STATED EXERCISE: Carry on the interview about Elohim and divine plurality, starting right after its final sentence.

PASSAGE:
________________________________________

Of course, it’s a Heraclitean war that is phrased best by Cormac McCarthy: “war is God,” which I think is also inescapable and is very close to what you’re saying.
I would maybe just add one thing. It’s basically total endorsement for your take on this whole question, which is that I think there’s this really interesting theological development happening at the moment in Western Christianity towards actually seriously recognizing that Elohim, the first name for God in the Bible, is a plural noun.
Vincent Lê: So we’re still dealing with a divine that’s closer to multiplicity than traditional conceptions of unity or the One. I guess you already get that with the trinity as well to a certain extent.
Nick Land: Yes, trinitarianism is extremely interesting. We could replay a lot of this and we probably are running out of time, so we won’t do that in depth. But the big Kantian problem is the fact that, when he tries to get beyond the empirical ego, going backstage—back into whatever, back into the outside, back into death, back into the noumenal subject—he falls back upon the transcendental unity of apperception. As if unity was not itself an idol. The fact that Kant has no strict entitlement to the category of unity to operate at the transcendental—that’s the whole of Deleuze actually, I think, in essence.
You know, I think that there’s a whole bunch of very important theological developments, religious developments, happening at the moment. But what I think is extremely important is this trend towards treating the only recognition as the King James Version, the authorized version of the Bible as inspired scripture in the strongest sense of that. Once you go there—and obviously I think there’s a whole battle that’s being carried out by all these other people, very interestingly. I think it’s extremely important. But once you go there, extremely important things happen. And one of the important things that happens is that the word God in the King James Version of the Bible is not the translation of Jehovah. It’s the translation of Elohim. So, by our scriptural tradition, when we say we believe in God, we are not committing ourselves to a simple monotheism. On the contrary, when you go through that whole circuit of inspiration, scripture, whatever, it’s like all of it is not made for a unitary being. In the King James Version of the Bible, that’s Lord, the Lord, whatever. Sometimes Jehovah. God is Elohim, which is plural. So I don’t think that we know. I think that there’s a point where a certain kind of fundamentalism is actually complicating. It’s not that, in scriptural fundamentalism, we actually know what that is taking us to. I don’t think we do know what that is taking us to. That’s taking us to something much weirder than we think. And all that is problems and all that is fate and all that has to happen and is happening.

________________________________________

DATA ROWS:
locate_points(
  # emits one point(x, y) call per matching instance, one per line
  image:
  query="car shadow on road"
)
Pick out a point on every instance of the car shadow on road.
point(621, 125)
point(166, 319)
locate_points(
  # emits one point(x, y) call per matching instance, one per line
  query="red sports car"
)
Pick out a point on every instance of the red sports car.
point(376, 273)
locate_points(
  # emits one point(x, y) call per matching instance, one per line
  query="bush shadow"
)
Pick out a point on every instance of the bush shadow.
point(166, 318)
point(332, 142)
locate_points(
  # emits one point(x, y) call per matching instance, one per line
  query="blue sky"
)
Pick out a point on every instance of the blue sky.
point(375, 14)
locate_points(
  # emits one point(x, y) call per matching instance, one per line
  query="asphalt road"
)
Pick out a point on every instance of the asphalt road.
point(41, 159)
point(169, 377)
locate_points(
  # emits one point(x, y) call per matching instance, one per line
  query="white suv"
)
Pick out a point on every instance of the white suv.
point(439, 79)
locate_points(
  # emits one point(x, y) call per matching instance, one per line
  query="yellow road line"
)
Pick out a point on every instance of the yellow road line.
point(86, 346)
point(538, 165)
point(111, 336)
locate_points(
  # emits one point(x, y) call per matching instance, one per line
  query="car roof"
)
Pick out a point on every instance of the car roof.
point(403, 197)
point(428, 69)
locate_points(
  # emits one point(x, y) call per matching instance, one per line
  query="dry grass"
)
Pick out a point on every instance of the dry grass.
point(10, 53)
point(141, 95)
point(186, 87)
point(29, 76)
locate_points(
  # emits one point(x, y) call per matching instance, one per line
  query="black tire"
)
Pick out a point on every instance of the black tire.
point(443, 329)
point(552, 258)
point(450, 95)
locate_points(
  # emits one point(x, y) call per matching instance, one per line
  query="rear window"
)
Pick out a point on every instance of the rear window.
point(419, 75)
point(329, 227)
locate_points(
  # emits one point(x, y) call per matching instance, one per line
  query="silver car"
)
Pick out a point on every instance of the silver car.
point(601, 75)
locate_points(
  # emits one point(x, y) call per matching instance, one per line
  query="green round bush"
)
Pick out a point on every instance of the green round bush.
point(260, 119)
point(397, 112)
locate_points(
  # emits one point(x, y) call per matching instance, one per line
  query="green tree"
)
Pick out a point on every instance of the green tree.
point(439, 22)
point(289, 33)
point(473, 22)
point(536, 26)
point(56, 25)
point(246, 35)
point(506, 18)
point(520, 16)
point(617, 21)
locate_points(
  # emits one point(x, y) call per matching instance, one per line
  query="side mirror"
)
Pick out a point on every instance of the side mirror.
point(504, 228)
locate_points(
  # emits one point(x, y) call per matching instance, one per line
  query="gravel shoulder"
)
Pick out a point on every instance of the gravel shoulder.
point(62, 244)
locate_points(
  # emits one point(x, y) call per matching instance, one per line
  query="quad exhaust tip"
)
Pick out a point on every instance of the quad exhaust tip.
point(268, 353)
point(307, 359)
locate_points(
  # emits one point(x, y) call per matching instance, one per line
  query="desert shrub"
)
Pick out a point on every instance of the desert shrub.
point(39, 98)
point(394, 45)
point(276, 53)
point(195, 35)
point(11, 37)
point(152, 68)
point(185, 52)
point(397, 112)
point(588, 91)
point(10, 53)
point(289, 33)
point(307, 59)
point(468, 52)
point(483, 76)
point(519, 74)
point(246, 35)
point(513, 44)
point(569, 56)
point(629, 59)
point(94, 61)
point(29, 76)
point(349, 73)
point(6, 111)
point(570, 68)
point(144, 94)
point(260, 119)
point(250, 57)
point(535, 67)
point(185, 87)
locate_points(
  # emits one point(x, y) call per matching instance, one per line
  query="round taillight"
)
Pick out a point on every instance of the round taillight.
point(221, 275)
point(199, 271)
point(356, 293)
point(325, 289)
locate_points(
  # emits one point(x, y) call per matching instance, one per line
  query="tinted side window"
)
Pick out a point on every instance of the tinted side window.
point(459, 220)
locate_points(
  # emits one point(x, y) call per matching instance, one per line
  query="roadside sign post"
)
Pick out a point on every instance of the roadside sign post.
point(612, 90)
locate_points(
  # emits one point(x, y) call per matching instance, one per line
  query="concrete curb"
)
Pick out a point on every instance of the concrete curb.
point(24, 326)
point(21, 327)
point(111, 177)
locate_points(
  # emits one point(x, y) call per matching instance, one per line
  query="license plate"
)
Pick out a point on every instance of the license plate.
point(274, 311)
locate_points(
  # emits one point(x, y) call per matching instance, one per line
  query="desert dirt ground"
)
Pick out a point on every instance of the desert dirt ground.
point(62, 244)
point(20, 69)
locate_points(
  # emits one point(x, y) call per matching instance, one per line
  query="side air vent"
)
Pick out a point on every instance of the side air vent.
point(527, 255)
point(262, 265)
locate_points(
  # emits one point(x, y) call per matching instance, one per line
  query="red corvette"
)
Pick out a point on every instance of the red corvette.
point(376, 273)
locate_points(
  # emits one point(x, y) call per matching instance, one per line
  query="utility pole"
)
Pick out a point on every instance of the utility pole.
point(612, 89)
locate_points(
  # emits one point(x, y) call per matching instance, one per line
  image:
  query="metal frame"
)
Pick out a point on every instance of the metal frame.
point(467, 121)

________________________________________

REPLY TO THE EXERCISE:
Vincent Lê: Maybe that’s a good note to end it on.
Nick Land: Yeah, I’ve had you for like—what is it now—four hours. Or am I exaggerating? Anyway.
Vincent Lê: Yeah, close. Thanks so much for having this conversation. I kind of wanted to give a bit of an overview of many aspects of your work and sort of ask some questions that I’ve always wondered about, which I’ve been able to do. So I hope it wasn’t too pedestrian for you.
It also would be great to someday have another conversation where we narrow in a more laser focused way on certain aspects of your work that I’ve been trying to extrapolate in I think somewhat new directions, which might be more interesting and maybe surprising for you. For example, the essay that I wrote for Anna’s book, Machine Decision is Not Final.
Nick Land: Yeah.
Vincent Lê: That was really an attempt to extrapolate some of the stakes and consequences of—I mean, it doesn’t actually discuss you directly. But in some ways, I see it as an attempt to extrapolate the stakes and consequences of your two short blogposts on anti-orthogonality and the will to think. I do it by pitting Nietzsche against the orthogonalists like Bostrom, but also the neorationalists like Reza. And that essay is very much actually just an excerpt from my PhD thesis, which was trying to systematize that. So, yeah, it would be interesting to discuss that someday. In any case, it’s great to finally sort of meet almost face to face, and, yeah, thanks so much for your time.
Nick Land: Yeah, I apologize for not having video function.
Vincent Lê: Oh, it’s so fine.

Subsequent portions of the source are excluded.